====== Dataset excerpts ======
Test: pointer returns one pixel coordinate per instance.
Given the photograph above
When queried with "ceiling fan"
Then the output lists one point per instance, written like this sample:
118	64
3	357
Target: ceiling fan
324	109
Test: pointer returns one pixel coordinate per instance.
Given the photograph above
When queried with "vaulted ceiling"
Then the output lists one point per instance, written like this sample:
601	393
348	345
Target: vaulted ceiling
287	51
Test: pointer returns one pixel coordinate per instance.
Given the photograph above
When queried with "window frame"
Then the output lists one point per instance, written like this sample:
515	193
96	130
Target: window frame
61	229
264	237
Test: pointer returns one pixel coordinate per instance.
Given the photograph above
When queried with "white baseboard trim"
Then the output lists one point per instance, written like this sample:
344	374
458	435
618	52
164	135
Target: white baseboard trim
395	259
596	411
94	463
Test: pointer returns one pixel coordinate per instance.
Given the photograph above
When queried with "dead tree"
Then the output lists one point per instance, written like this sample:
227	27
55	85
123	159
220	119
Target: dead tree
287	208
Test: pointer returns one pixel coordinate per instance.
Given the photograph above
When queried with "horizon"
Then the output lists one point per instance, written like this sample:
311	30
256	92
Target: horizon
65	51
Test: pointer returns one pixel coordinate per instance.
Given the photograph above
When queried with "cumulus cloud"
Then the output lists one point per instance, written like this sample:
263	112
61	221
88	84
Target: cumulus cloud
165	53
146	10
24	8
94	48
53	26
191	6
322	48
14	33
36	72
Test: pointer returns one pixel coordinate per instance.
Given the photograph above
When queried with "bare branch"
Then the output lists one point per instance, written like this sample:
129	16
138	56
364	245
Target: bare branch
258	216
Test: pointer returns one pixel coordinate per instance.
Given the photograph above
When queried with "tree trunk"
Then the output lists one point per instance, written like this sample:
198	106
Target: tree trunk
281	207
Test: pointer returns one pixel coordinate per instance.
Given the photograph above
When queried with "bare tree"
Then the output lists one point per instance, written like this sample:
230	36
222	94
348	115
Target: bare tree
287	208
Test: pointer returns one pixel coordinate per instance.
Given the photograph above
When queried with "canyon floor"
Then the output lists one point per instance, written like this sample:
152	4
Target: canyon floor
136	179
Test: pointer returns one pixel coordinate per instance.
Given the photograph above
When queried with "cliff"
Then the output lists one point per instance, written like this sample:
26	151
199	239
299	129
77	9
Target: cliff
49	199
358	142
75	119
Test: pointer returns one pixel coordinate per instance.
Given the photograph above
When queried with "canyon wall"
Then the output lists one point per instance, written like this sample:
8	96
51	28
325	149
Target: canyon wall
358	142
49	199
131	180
======
# Exercise
Give the data again exactly, line for line.

# Result of this task
Test: pointer returns one pixel coordinate per instance.
Given the photograph above
When queried with "ceiling fan"
Then the output lists one point per instance, written like this sample:
118	64
3	357
Target: ceiling fan
324	109
Test: pointer returns one pixel coordinate per instance.
Given the photograph above
When queried with "vaulted ceiling"
Then the output lists one point per instance, written like this sample:
601	393
348	345
Target: vaulted ceiling
287	51
Test: pointer returns one pixel coordinate per instance.
Given the photograph above
When queried with "window frame"
Then the output lists one point per instance, written like this sample:
515	193
96	130
Target: window frame
61	229
264	237
Test: pointer returns one pixel coordinate per instance.
Given the photograph above
When queried with "white baseboard trim"
Then the output lists one point per instance, written like this sample:
344	374
458	435
618	52
164	135
Target: white baseboard trim
395	259
596	411
94	463
Test: pointer returns one pixel coordinate per instance.
Given the photograph above
When queried with "dead tree"
Then the output lists one point per instance, written like this sample:
227	27
55	85
123	159
220	119
Target: dead tree
287	208
Test: pointer returns one pixel coordinate per instance.
Given the photograph above
When queried with "horizon"
Then the output lists one point per instance, written like this sample:
311	30
256	92
Target: horizon
65	51
Test: pointer returns one pixel coordinate per instance.
Given the photograph above
When queried with "cumulus cloud"
Then the output lists one point per instance, written like this sample:
263	112
61	221
88	84
Target: cumulus cloud
165	53
146	10
24	8
94	48
53	26
191	6
322	48
14	33
36	72
Test: pointer returns one pixel coordinate per instance.
Given the photograph above
When queried with "bare branch"
Then the output lists one point per instance, written like this sample:
129	16
138	56
364	245
Target: bare branch
258	216
Test: pointer returns one pixel coordinate per instance.
Given the photograph above
When queried with "tree trunk"
Then the output lists one point per instance, written like this sample:
198	106
Target: tree trunk
281	207
Test: pointer returns one pixel coordinate per instance.
Given the photograph above
When queried with "bare tree"
Then the output lists one point per instance, written like this sample:
230	36
222	94
348	115
Target: bare tree
287	208
Test: pointer returns one pixel coordinate per instance.
Given the photograph above
When queried with "canyon floor"
Then the output lists one point per instance, written like this sample:
152	4
Target: canyon floor
136	179
Test: pointer returns one pixel coordinate per instance.
Given the photograph above
When queried with "cliff"
Then the output lists one point per instance, written like this sample:
26	151
199	239
299	129
77	9
Target: cliff
49	199
358	142
75	119
Test: pointer returns one pixel coordinate per instance.
Given the photograph above
When queried with "canyon wall"
Then the output lists one point per instance, written like this sample:
8	96
51	28
325	149
Target: canyon wall
358	142
49	199
131	180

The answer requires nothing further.